##### EXERCISE MATERIALS
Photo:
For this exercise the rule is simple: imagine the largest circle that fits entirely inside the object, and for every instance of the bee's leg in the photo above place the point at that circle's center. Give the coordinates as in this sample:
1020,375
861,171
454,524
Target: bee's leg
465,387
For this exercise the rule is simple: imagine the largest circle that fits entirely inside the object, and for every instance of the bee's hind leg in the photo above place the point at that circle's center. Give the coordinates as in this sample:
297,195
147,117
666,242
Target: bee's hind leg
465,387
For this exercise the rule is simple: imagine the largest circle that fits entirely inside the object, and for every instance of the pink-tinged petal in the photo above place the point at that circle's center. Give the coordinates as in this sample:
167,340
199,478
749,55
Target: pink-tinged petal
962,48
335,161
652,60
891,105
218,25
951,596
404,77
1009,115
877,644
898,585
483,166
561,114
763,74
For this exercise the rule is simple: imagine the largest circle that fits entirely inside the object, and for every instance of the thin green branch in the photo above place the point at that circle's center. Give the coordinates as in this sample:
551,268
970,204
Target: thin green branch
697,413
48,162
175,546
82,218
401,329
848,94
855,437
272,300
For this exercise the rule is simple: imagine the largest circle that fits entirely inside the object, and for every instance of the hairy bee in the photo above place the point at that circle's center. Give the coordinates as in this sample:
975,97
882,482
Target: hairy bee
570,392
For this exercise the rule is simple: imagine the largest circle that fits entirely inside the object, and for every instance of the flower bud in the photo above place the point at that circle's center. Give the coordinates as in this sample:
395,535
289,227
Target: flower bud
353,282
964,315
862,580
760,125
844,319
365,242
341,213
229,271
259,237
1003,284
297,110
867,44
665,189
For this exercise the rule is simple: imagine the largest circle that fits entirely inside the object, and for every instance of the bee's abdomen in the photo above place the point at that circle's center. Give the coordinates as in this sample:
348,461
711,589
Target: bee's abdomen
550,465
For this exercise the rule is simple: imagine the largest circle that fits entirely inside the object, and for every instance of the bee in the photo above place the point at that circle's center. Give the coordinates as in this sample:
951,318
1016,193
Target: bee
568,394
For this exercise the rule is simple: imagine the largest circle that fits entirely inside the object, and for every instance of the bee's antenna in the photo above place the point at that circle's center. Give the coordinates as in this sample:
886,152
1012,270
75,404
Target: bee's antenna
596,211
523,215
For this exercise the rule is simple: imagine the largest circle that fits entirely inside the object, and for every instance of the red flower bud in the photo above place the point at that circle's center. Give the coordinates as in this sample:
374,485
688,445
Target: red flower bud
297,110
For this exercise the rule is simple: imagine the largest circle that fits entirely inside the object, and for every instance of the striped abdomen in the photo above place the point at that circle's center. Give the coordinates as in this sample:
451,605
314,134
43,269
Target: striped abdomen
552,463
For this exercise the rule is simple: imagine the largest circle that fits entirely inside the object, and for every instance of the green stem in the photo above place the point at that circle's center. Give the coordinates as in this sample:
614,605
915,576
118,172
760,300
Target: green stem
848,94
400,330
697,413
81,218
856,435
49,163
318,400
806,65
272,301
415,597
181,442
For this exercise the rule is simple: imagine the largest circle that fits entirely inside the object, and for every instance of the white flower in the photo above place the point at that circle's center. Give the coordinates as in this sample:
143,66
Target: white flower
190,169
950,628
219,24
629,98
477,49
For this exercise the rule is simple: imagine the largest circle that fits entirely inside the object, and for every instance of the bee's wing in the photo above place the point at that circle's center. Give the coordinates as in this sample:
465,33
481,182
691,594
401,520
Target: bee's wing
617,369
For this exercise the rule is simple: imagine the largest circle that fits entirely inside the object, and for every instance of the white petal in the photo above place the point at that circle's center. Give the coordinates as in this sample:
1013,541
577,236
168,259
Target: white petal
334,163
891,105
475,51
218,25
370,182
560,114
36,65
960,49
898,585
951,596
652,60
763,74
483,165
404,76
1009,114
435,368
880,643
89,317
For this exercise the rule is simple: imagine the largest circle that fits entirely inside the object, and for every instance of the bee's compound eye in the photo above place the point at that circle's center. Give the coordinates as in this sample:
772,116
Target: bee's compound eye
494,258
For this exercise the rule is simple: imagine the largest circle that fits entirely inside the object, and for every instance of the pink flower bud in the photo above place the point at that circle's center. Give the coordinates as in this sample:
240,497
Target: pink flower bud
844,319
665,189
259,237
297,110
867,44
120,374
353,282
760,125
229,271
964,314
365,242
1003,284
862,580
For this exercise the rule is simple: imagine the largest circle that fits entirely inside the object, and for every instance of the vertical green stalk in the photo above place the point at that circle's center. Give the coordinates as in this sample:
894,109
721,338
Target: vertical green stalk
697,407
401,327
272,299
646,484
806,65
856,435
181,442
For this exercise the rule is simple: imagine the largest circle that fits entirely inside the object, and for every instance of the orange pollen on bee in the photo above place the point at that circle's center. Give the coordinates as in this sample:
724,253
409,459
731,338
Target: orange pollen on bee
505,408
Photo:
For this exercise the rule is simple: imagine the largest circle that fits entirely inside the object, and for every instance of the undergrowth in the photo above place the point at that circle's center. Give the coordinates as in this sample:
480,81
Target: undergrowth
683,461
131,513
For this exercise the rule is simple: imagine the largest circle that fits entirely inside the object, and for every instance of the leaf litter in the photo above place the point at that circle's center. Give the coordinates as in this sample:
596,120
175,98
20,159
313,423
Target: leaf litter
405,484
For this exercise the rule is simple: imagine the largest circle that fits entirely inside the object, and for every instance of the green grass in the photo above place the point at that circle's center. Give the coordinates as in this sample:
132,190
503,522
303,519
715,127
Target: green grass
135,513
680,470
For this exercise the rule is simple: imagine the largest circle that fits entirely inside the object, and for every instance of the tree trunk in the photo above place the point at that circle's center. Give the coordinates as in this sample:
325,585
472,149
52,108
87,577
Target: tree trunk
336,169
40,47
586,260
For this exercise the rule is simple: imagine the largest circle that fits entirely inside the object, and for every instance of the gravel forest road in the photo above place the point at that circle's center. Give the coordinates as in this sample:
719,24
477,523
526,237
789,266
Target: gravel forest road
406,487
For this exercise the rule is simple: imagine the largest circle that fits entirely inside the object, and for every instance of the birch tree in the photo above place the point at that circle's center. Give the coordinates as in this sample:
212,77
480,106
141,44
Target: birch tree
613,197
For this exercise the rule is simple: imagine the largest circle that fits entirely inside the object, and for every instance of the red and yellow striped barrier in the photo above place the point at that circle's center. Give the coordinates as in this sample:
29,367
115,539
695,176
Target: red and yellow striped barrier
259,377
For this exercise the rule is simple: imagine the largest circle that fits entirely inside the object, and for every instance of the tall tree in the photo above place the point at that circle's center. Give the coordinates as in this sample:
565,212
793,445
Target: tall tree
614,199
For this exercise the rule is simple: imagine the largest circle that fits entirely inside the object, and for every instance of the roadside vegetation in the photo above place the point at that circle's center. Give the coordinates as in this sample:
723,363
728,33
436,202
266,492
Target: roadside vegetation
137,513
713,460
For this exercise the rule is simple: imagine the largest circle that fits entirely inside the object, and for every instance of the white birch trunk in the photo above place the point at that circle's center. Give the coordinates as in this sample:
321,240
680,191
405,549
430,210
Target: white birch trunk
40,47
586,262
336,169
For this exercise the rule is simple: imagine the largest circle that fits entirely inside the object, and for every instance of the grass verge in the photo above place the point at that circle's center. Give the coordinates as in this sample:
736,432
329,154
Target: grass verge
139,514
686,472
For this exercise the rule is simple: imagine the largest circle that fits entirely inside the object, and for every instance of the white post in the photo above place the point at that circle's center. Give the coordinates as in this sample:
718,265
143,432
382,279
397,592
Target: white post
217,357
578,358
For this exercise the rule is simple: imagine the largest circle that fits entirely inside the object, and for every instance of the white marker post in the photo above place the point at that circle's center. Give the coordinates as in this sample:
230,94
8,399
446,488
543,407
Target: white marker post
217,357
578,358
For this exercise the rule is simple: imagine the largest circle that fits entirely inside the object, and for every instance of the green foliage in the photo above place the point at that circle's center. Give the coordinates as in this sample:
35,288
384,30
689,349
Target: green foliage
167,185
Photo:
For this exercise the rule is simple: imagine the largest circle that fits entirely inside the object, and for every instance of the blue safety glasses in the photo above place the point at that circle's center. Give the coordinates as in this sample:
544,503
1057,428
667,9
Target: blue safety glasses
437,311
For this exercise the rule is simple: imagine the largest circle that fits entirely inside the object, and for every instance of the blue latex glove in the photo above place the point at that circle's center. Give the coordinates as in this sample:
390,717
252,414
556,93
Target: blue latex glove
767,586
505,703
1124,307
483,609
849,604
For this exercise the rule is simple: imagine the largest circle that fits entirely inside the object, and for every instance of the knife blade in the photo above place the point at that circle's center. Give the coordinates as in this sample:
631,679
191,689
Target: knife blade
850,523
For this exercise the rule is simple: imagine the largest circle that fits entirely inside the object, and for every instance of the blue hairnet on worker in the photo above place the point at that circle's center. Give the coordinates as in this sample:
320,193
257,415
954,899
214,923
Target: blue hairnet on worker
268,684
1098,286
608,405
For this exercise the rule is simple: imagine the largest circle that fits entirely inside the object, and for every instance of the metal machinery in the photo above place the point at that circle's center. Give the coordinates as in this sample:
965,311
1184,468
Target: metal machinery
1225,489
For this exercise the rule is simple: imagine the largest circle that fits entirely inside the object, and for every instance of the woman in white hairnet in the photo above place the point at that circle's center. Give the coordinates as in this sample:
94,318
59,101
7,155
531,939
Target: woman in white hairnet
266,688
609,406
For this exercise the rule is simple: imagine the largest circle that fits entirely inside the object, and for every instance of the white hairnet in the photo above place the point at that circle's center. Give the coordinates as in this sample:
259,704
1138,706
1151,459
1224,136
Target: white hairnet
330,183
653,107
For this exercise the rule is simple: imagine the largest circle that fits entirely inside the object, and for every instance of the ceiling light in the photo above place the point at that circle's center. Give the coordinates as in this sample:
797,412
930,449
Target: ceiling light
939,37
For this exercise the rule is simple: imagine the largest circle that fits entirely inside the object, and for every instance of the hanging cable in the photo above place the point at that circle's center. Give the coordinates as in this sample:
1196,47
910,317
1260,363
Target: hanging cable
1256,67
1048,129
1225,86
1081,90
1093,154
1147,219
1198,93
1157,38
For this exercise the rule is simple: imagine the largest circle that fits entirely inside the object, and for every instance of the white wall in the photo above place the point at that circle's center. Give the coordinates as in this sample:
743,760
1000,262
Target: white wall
##########
YOUR INSTRUCTIONS |
Exactly as written, give the line containing "of the hanging" and all remaining lines of the records.

FULL OUTPUT |
For this exercise the rule is simple: imagine the largest circle that fits entirely inside the object, and for every instance of the hanging cable in the photo above place the point at that circle's center. Give the coordinates as in this sample:
1196,47
910,317
1260,363
Target: hanging cable
1256,67
1048,129
1225,86
1081,90
1093,154
1147,219
1198,93
1157,38
For this exercise the rule is simple: imagine the largest circle that fits entirely inside the object, and for every instance of the white wall in the photo above place the point at that circle's center. Give the coordinates as in this sample:
743,760
1000,262
Target: white wall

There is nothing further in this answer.